STATED TASK: Rewrite all of the records below with "eyeglasses" put in place of "sunglasses" wherever it occurs, keeping every other line unchanged.

(Rows of box annotation data)
--- Start ---

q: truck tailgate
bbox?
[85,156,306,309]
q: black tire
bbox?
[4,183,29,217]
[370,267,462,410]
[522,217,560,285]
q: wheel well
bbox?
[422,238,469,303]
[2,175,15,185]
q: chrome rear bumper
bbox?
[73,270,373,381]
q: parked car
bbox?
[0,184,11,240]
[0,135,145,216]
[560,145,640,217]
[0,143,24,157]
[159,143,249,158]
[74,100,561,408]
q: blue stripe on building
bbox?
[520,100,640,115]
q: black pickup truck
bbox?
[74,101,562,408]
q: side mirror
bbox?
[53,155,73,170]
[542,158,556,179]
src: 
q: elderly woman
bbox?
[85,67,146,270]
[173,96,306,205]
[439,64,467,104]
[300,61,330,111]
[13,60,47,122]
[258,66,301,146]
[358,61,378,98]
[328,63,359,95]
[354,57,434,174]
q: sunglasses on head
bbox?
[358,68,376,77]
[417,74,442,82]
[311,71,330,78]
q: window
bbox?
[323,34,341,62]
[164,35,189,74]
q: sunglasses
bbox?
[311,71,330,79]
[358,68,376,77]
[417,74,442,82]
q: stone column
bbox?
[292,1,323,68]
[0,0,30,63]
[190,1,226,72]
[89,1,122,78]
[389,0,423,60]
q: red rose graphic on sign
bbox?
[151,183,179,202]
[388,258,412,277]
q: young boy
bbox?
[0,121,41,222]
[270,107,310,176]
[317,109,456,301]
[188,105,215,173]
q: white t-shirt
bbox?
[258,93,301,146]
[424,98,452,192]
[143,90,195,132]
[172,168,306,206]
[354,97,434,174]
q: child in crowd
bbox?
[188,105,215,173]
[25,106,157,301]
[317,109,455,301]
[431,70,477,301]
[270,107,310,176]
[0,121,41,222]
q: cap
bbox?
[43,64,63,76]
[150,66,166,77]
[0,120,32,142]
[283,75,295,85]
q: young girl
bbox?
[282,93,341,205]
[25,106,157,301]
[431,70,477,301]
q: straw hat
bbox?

--- End ---

FINAL RESULT:
q: truck tailgate
bbox?
[85,156,306,309]
q: black tire
bbox?
[4,183,29,217]
[370,267,462,410]
[522,217,560,285]
q: wheel well
bbox?
[422,238,469,303]
[2,175,15,185]
q: chrome rear bumper
bbox?
[73,270,373,381]
q: parked car
bbox?
[0,184,11,240]
[0,135,145,216]
[560,145,640,217]
[0,143,24,157]
[159,143,249,158]
[74,100,561,408]
q: blue stripe on building
bbox?
[520,100,640,115]
q: black pickup truck
bbox?
[74,101,562,408]
q: side mirror
bbox?
[53,155,73,170]
[542,158,556,179]
src: 
q: elderly woman
bbox?
[85,67,146,270]
[173,96,306,205]
[439,64,467,104]
[300,61,330,111]
[13,60,47,122]
[258,66,301,146]
[358,61,378,98]
[328,63,359,95]
[354,57,434,174]
q: eyeglasses on head
bbox?
[358,68,376,77]
[417,74,442,82]
[311,71,330,78]
q: window
bbox?
[323,34,341,62]
[164,35,189,74]
q: eyeglasses
bbox?
[311,71,330,79]
[358,68,376,77]
[417,74,442,82]
q: stone column
bbox?
[292,1,323,68]
[0,0,30,63]
[190,1,226,72]
[89,1,122,78]
[389,0,423,60]
q: red rose graphic on sign
bbox?
[151,183,179,202]
[388,258,412,277]
q: young boy
bbox?
[0,121,41,222]
[270,107,310,176]
[317,109,456,301]
[188,105,215,173]
q: white t-shirt
bbox?
[258,93,301,146]
[424,98,452,192]
[143,90,195,132]
[172,168,306,206]
[354,97,434,174]
q: child in crowd
bbox?
[188,105,215,173]
[25,106,157,301]
[317,109,455,301]
[431,70,477,301]
[270,107,310,176]
[0,121,41,222]
q: cap
bbox?
[43,64,63,76]
[150,66,166,77]
[0,120,32,142]
[283,75,295,85]
q: young girl
bbox?
[282,93,341,205]
[25,106,157,301]
[431,70,477,301]
q: straw hat
bbox?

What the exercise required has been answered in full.